SOURCE PASSAGE

*****

US maternal deaths doubled with Black mothers dying at highest rate
A new study shows that the most maternal deaths occurred among Black women over the past two decades.
Maternal deaths across the US more than doubled over the course of two decades, and Black mothers died at the nation’s highest rates, researchers said on Monday.
The findings were published Monday in a new study in the Journal of the American Medical Association. Researchers looked at maternal deaths between 1999 and 2019 — excluding the pandemic spike — for every state and five racial and ethnic groups.
Structural racism in the US
The US has the highest incidence of maternal mortality among developed countries, which is defined as a death occurring during pregnancy or up to a year following. Common causes include excessive bleeding, infection, heart disease, suicide, and drug overdose.
“It’s a call to action to all of us to understand the root causes — to understand that some of it is about health care and access to health care, but a lot of it is about structural racism and the policies and procedures and things that we have in place that may keep people from being healthy,” said Dr. Allison Bryant, one of the study’s authors and a senior medical director for health equity at Mass General Brigham.
According to the report, high rates of maternal death are not just seen in the South but also in the Midwest and areas like Wyoming and Montana, where rates were high for a variety of racial and ethnic groups in 2019.
“I hate to say it, but I was not surprised by the findings. We’ve certainly seen enough anecdotal evidence in a single state or a group of states to suggest that maternal mortality is rising,” said Dr. Karen Joynt Maddox, a health services and policy researcher at Washington University School of Medicine in St Louis who wasn’t involved in the study. “It’s certainly alarming, and just more evidence we have got to figure out what’s going on and try to find ways to do something about this.”
Additionally, Maddox highlighted how, compared with other wealthy nations, the US underinvests in things like social services, primary care, and mental health.
Rates among Black women have long been the worst in the nation, and the crisis impacts people of all socioeconomic backgrounds. For instance, US Olympic champion sprinter Tori Bowie, 32, lost her life from complications of childbirth in May.
According to Bryant, the pandemic probably made all of the regional and demographic patterns worse, and "that's definitely an area for future study." Preliminary government data show that maternal mortality decreased in 2022 after reaching a six-decade high in 2021, a rise that experts mostly blamed on COVID-19. The official rate for 2022 is expected to be close to the pre-pandemic level, which was still the highest in decades, as per officials.
“Most of the deaths we reviewed and other places have reviewed … were preventable,” Greenfield said.

*****

DATA EXTRACTS
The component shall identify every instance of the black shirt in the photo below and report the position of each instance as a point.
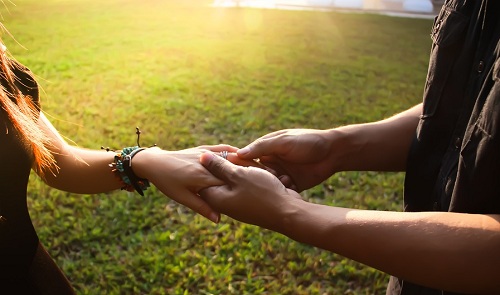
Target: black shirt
(454, 161)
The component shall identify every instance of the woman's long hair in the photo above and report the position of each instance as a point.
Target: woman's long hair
(23, 113)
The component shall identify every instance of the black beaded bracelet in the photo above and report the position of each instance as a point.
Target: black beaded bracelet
(122, 168)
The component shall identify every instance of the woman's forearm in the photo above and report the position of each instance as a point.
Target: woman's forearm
(450, 251)
(378, 146)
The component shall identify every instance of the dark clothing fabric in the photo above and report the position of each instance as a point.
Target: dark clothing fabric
(23, 262)
(454, 160)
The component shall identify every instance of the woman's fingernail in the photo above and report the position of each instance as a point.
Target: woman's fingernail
(244, 151)
(214, 217)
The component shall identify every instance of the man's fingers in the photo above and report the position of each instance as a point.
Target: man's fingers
(266, 145)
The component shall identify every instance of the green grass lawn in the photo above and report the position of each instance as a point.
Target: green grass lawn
(189, 74)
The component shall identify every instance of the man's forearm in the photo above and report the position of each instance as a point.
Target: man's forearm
(378, 146)
(450, 251)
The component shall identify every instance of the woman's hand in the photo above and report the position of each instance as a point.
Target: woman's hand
(179, 175)
(250, 195)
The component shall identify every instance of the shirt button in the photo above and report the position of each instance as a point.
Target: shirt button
(480, 67)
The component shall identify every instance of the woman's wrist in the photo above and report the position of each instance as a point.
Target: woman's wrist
(142, 162)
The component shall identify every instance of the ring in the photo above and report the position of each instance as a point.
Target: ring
(223, 154)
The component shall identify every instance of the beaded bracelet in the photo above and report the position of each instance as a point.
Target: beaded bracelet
(122, 168)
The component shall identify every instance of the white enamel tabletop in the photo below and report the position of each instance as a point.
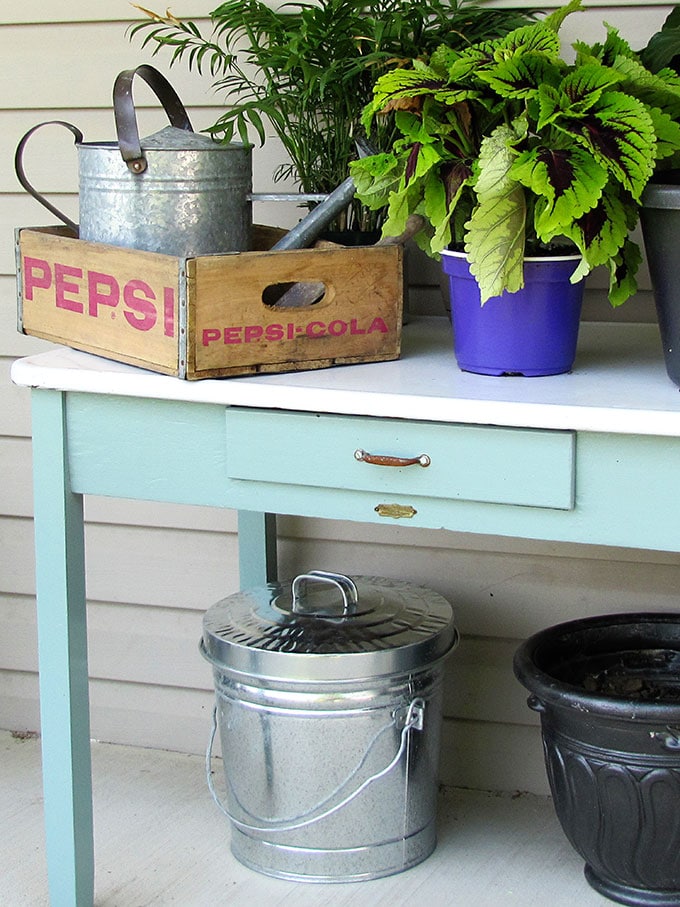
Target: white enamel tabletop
(619, 384)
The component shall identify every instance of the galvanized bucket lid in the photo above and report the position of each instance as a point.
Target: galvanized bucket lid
(326, 626)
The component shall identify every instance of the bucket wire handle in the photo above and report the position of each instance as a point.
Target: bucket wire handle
(414, 721)
(126, 117)
(23, 179)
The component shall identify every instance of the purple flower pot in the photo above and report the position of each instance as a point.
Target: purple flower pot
(531, 332)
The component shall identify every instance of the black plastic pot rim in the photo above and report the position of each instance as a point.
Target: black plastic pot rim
(553, 691)
(661, 195)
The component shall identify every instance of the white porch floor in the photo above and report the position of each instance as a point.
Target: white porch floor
(161, 840)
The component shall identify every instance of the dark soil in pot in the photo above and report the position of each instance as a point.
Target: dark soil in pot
(608, 693)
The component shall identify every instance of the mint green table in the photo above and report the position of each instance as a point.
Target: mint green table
(590, 457)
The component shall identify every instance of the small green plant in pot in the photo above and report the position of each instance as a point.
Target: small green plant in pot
(510, 153)
(306, 70)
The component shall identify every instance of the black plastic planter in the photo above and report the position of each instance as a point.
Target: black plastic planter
(660, 220)
(608, 692)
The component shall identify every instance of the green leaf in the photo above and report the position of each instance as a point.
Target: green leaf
(555, 20)
(496, 231)
(584, 86)
(602, 237)
(619, 132)
(622, 271)
(375, 177)
(538, 38)
(520, 76)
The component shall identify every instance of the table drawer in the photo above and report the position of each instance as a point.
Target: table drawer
(528, 467)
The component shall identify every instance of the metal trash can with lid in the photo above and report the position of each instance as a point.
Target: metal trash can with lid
(328, 705)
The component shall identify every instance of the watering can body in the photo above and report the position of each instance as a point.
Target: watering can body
(176, 192)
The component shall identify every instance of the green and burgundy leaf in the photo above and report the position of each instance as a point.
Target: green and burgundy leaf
(584, 86)
(660, 89)
(619, 132)
(556, 18)
(375, 178)
(520, 76)
(614, 46)
(569, 179)
(537, 38)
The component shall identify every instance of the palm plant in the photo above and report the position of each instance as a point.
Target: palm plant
(307, 71)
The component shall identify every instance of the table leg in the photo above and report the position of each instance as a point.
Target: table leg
(257, 548)
(62, 645)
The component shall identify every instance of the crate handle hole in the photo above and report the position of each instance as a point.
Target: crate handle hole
(294, 295)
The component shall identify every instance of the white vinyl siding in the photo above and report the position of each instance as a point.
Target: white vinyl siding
(153, 569)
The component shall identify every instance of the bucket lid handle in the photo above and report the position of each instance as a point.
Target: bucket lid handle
(347, 586)
(126, 118)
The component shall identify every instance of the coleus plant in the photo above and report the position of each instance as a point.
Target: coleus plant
(507, 150)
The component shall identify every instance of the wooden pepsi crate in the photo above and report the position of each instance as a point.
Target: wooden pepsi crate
(213, 315)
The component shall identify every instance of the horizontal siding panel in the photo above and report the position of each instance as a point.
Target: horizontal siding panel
(473, 754)
(499, 594)
(145, 566)
(43, 55)
(126, 643)
(37, 11)
(16, 494)
(160, 646)
(485, 756)
(64, 66)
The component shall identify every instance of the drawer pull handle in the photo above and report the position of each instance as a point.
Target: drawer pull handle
(379, 460)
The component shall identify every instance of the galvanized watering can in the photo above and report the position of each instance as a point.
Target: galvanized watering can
(176, 191)
(328, 703)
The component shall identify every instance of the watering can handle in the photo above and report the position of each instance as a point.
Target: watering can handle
(21, 174)
(126, 117)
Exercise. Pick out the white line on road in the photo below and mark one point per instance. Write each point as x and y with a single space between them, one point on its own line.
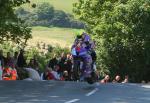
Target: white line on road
92 92
72 101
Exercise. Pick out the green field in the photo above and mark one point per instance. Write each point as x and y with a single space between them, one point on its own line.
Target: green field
54 36
65 5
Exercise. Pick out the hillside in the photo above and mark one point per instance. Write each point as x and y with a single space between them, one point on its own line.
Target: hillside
65 5
54 36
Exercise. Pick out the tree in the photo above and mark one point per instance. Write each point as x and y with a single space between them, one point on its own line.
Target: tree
11 27
121 29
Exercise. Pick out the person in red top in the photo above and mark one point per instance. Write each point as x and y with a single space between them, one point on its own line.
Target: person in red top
105 80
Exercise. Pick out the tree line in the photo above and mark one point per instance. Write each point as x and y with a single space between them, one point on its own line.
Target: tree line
121 29
44 14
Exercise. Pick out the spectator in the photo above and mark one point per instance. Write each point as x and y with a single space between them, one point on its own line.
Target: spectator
126 80
117 79
2 58
53 62
68 65
62 63
105 80
65 76
15 58
48 75
9 61
55 73
21 60
33 74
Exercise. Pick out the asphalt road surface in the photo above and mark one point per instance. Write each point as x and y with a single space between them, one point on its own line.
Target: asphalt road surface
72 92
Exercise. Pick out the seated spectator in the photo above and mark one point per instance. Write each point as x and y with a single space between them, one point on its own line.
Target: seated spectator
34 64
15 59
53 62
117 79
65 76
10 74
2 58
21 62
126 80
33 74
105 80
55 73
9 62
48 75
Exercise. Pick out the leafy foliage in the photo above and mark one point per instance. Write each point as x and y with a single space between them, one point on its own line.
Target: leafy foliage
122 31
45 15
11 27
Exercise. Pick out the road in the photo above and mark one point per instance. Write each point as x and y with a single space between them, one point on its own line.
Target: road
72 92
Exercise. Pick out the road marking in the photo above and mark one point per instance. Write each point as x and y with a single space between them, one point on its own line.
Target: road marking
92 92
146 86
72 101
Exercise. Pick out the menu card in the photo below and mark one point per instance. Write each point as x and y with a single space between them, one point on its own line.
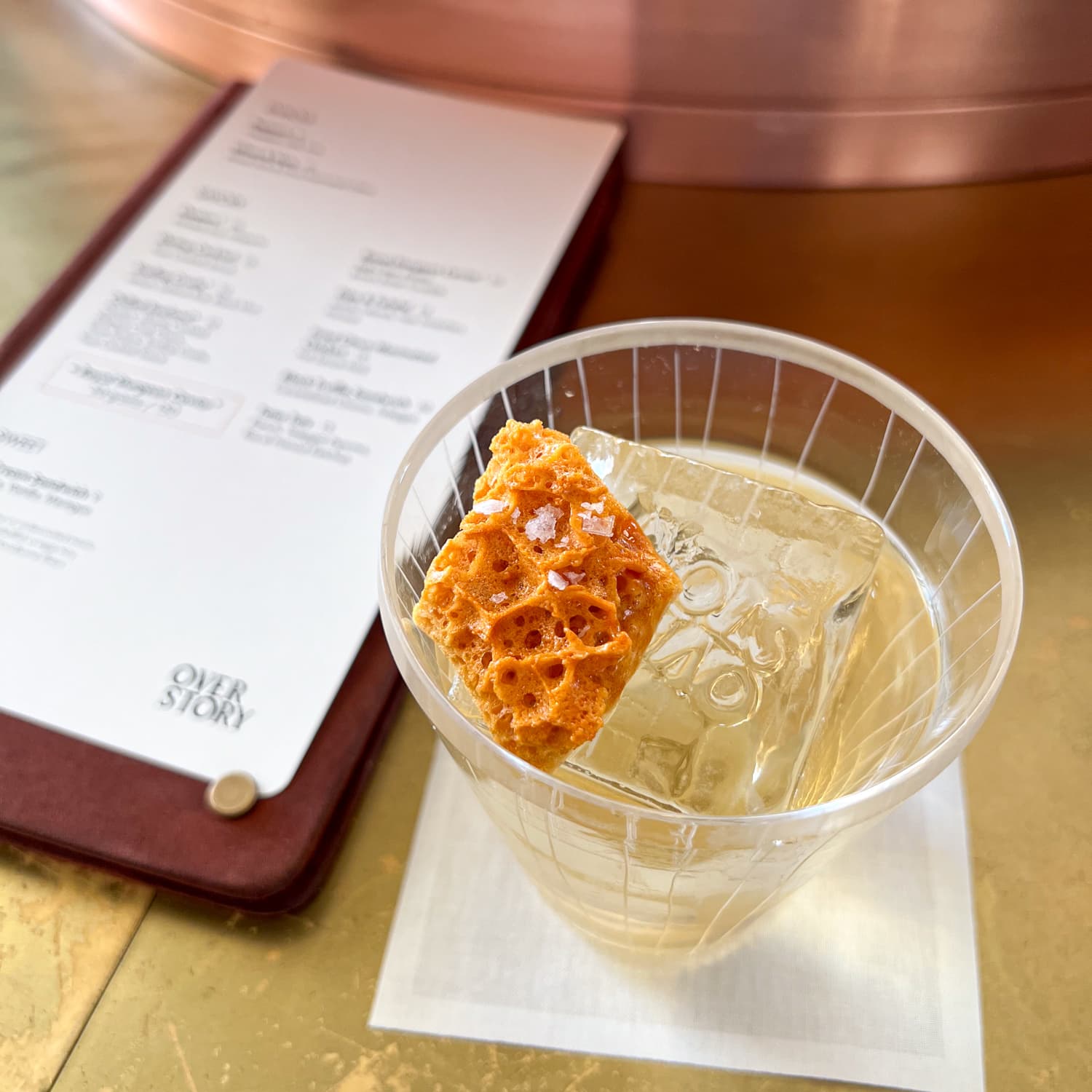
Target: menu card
194 456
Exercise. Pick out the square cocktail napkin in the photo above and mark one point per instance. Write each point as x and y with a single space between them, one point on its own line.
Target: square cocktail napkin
865 974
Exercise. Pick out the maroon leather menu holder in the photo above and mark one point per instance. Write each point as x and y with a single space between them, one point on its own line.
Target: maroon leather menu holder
83 802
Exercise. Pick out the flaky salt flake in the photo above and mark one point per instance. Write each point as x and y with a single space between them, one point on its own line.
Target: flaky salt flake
602 526
543 524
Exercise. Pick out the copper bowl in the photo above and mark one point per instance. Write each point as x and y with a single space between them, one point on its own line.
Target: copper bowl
793 93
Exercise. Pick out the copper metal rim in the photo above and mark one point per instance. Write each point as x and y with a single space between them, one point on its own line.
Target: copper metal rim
729 103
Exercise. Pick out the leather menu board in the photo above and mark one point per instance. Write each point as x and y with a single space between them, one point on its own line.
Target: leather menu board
65 794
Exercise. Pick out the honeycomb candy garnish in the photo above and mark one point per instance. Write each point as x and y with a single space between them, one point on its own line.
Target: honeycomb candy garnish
546 598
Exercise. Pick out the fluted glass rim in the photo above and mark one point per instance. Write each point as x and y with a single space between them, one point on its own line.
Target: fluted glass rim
777 344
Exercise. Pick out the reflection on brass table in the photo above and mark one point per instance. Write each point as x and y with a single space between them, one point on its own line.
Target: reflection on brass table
978 297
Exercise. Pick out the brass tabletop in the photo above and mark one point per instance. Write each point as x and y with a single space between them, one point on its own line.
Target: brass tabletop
978 297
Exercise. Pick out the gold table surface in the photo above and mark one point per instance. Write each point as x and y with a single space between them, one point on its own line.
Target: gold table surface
978 297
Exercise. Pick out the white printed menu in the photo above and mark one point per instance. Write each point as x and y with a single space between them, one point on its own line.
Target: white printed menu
194 458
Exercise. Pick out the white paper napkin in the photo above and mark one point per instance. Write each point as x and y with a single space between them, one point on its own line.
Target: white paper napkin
866 974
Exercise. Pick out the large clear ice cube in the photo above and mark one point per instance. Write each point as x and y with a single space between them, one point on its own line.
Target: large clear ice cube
719 718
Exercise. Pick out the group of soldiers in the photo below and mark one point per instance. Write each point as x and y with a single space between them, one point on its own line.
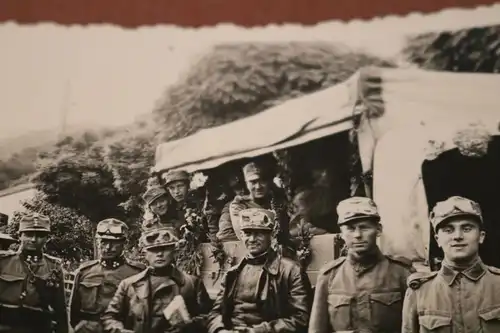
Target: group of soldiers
363 292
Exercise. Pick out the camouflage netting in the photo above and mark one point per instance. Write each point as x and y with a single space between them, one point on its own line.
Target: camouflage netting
466 50
233 81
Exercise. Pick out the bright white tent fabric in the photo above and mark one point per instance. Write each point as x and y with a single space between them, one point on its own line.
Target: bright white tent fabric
418 106
422 110
289 124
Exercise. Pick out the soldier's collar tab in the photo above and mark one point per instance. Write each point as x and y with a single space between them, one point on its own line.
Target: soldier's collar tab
271 265
112 263
474 273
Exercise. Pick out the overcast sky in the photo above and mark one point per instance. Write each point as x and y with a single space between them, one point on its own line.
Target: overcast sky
110 75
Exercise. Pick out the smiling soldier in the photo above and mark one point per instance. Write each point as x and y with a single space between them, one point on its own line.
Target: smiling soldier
264 293
142 302
364 291
464 295
96 280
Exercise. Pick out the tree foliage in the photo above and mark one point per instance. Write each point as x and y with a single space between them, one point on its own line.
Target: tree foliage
70 237
233 81
86 178
467 50
76 176
17 166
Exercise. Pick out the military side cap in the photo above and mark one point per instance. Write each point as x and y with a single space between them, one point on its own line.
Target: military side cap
356 208
256 219
111 229
252 171
175 175
160 237
153 193
453 207
34 222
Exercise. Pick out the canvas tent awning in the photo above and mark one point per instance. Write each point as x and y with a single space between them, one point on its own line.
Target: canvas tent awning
289 124
408 96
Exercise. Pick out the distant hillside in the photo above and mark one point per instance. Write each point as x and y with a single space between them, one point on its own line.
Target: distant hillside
12 145
18 155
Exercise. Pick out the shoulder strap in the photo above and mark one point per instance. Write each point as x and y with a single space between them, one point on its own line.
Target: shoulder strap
494 270
87 264
6 254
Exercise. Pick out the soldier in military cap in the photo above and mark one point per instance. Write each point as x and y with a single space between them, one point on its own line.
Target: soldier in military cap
144 302
96 280
170 205
464 295
32 298
265 292
177 183
364 291
260 186
157 200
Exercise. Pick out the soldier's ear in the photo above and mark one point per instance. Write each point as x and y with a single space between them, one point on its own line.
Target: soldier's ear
482 235
436 237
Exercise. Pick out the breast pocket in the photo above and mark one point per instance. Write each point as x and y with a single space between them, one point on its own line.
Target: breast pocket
11 288
386 310
490 320
339 308
435 323
89 293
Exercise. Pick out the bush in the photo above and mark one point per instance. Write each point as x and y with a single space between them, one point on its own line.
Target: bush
466 50
234 81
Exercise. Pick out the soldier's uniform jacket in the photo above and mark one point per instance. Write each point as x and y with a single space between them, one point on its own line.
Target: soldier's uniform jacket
284 298
367 298
32 295
451 301
94 285
131 306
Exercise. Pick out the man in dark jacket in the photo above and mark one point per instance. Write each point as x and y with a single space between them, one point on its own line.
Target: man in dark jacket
140 303
96 280
32 296
264 293
364 291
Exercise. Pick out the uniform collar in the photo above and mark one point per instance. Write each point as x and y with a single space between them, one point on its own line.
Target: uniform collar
112 263
175 274
474 272
271 264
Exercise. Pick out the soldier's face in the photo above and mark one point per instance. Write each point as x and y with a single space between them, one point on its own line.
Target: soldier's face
460 238
256 241
111 248
159 206
160 257
33 240
257 187
178 190
361 236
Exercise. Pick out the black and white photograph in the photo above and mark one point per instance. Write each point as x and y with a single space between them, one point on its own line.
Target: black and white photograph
339 177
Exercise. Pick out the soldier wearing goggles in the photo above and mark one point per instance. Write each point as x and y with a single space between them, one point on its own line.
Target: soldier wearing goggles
463 296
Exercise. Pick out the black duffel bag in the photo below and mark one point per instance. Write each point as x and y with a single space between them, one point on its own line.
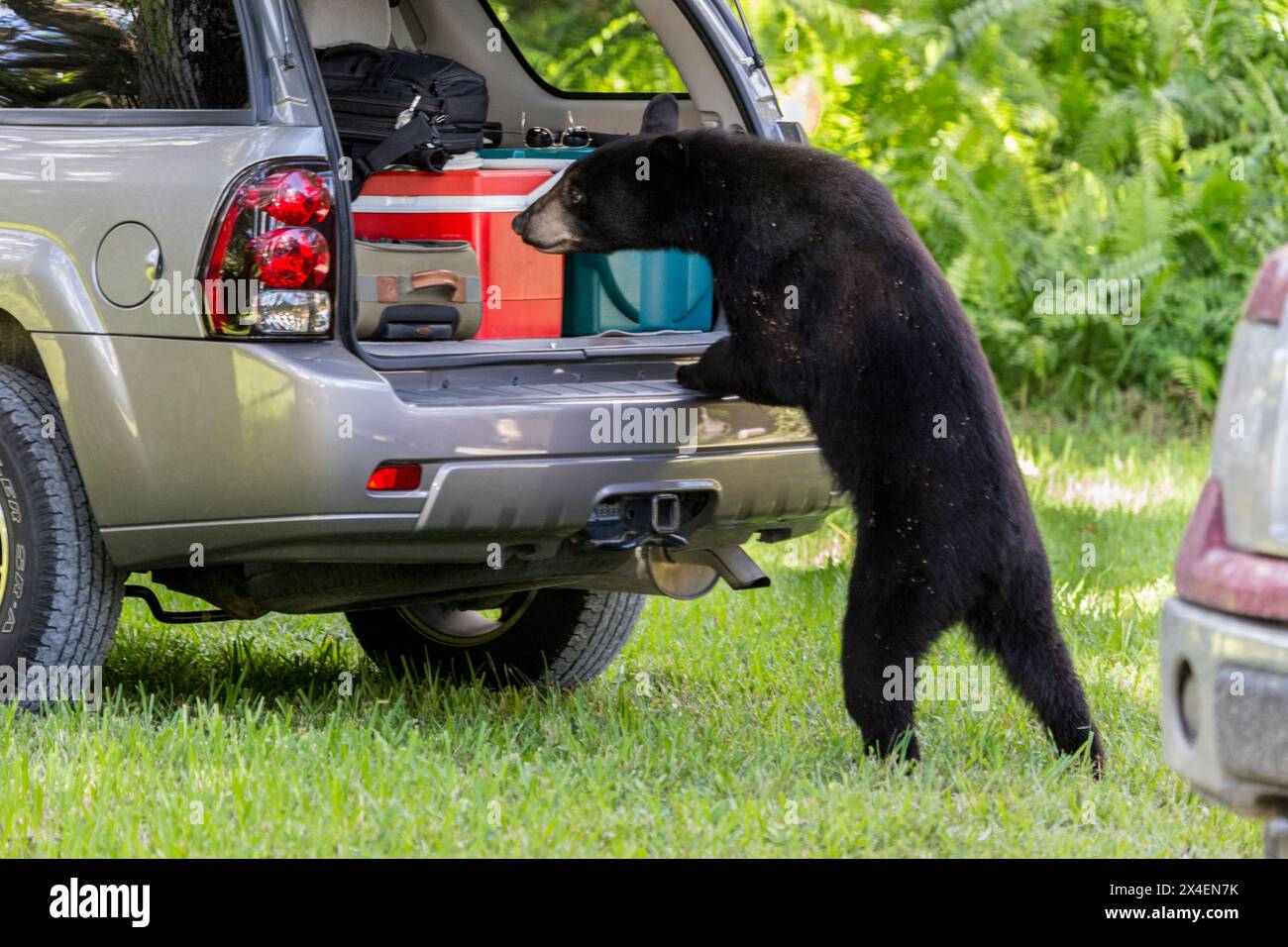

*****

WHAT YOU ARE ASKED TO DO
Translate this sentence from the article on US maternal deaths into Spanish: "Common causes include excessive bleeding, infection, heart disease, suicide, and drug overdose."

COMPLETED TASK
Entre las causas comunes se encuentran la hemorragia excesiva, las infecciones, las enfermedades cardíacas, el suicidio y la sobredosis de drogas.